Quote exactly the lines running from the line with "of the house" to the end of the entries, including both, and nothing else.

─── Extracted data ───

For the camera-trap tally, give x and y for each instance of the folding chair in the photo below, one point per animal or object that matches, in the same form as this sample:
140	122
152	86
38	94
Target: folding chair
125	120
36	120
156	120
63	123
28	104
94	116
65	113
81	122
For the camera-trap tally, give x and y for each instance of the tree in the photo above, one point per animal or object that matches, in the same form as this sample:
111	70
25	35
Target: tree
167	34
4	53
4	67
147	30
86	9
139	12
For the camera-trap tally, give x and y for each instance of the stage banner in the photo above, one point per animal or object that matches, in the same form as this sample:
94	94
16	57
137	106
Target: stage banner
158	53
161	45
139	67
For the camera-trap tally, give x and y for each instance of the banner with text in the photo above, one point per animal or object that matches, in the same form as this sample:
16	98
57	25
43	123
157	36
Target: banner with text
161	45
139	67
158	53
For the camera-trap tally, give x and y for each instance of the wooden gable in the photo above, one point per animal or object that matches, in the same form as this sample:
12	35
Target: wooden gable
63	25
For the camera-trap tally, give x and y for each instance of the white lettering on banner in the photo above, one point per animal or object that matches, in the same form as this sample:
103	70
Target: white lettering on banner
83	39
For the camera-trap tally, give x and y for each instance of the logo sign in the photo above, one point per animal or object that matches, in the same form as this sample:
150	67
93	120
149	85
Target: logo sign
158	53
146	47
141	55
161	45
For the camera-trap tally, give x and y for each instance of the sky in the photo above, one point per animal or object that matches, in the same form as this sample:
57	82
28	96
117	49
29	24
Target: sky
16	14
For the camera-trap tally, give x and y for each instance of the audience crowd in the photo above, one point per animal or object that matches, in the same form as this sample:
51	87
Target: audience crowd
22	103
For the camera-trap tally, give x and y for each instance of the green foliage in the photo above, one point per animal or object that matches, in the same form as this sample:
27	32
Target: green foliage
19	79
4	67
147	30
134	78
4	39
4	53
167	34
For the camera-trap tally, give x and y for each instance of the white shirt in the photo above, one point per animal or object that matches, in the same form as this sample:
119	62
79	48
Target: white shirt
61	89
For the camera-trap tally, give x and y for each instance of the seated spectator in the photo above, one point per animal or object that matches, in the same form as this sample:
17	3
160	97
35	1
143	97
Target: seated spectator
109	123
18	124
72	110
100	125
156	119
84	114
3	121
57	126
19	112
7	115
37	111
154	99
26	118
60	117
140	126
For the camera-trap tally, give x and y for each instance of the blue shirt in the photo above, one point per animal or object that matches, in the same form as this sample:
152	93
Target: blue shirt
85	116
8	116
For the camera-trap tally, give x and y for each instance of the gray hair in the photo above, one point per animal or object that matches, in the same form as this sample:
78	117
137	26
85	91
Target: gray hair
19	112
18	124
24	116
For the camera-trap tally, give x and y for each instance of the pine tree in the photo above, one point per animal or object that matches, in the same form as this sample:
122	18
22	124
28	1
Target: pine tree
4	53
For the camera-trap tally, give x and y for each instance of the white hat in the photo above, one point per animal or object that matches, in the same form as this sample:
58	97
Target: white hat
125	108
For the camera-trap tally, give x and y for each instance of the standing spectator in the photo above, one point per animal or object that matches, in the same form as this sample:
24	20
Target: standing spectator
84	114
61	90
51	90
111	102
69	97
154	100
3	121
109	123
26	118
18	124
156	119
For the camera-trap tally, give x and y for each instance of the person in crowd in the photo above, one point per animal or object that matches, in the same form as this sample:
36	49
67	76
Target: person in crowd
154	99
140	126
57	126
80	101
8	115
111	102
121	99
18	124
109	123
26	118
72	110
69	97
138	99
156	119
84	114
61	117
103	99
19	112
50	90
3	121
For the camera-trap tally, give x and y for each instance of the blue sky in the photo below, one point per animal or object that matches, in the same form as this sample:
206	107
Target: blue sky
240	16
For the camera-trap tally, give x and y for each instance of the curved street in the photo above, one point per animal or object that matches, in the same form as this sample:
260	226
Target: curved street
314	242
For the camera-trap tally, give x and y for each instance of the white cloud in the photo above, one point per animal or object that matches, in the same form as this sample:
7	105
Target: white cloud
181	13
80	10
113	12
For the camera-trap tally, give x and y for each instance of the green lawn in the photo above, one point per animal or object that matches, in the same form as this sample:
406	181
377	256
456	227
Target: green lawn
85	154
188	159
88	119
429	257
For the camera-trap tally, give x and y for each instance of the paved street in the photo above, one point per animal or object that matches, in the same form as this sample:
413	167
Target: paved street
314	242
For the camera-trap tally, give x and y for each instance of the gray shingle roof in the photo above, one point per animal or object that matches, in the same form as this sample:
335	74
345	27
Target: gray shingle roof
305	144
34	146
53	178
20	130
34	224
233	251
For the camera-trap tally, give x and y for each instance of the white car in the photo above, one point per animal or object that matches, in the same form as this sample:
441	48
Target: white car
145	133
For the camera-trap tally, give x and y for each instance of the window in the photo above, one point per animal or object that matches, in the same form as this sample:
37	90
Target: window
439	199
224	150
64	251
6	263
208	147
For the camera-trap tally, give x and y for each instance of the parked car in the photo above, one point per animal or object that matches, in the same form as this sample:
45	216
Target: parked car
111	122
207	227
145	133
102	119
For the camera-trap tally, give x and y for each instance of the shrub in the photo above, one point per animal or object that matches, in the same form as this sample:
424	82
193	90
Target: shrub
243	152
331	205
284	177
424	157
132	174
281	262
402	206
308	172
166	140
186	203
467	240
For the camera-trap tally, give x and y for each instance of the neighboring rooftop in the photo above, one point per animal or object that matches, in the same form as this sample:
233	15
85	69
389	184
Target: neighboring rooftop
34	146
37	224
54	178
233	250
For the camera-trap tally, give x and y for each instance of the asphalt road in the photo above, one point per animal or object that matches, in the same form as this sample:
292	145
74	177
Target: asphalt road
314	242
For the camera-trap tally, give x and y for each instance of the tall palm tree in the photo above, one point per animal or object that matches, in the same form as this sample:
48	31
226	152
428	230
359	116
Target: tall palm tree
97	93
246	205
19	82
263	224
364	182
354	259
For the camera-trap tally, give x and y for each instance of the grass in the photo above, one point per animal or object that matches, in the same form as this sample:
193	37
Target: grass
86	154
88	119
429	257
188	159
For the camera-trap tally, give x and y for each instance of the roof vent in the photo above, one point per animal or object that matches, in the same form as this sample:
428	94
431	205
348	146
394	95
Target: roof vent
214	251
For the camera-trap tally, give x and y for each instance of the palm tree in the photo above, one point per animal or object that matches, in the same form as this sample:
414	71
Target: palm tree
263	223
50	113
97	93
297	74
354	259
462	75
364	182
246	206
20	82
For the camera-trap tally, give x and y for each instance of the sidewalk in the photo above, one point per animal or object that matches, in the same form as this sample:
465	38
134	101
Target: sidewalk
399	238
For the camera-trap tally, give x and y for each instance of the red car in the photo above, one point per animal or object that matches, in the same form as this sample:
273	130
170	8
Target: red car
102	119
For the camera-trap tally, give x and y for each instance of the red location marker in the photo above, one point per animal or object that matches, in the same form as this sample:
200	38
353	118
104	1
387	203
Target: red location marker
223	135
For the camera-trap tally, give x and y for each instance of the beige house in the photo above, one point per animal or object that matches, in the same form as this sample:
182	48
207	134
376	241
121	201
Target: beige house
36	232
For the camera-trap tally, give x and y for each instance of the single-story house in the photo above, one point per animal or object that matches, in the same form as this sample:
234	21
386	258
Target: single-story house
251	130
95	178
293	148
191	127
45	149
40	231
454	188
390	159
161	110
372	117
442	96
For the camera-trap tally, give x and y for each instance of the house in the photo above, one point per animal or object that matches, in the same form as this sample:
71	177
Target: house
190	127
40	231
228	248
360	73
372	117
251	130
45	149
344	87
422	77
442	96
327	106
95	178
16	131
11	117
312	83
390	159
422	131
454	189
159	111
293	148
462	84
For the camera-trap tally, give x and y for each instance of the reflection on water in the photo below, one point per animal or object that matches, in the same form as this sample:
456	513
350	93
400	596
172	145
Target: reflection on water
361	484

───

== Answer to this exercise ==
For the camera-trap tally, give x and y for each instance of the house in the photo above, one point per animal or object that matches, in the same form as this sample:
71	177
Target: house
190	127
40	231
228	248
360	73
372	117
251	130
45	149
344	87
422	77
442	96
327	106
95	178
16	131
11	117
312	83
390	159
422	131
454	189
159	111
293	148
462	84
For the camera-trap tally, give x and y for each instance of the reflection on water in the photo below, one point per animal or object that matches, in the same form as this sample:
456	513
350	93
400	596
172	145
Target: reflection on water
361	484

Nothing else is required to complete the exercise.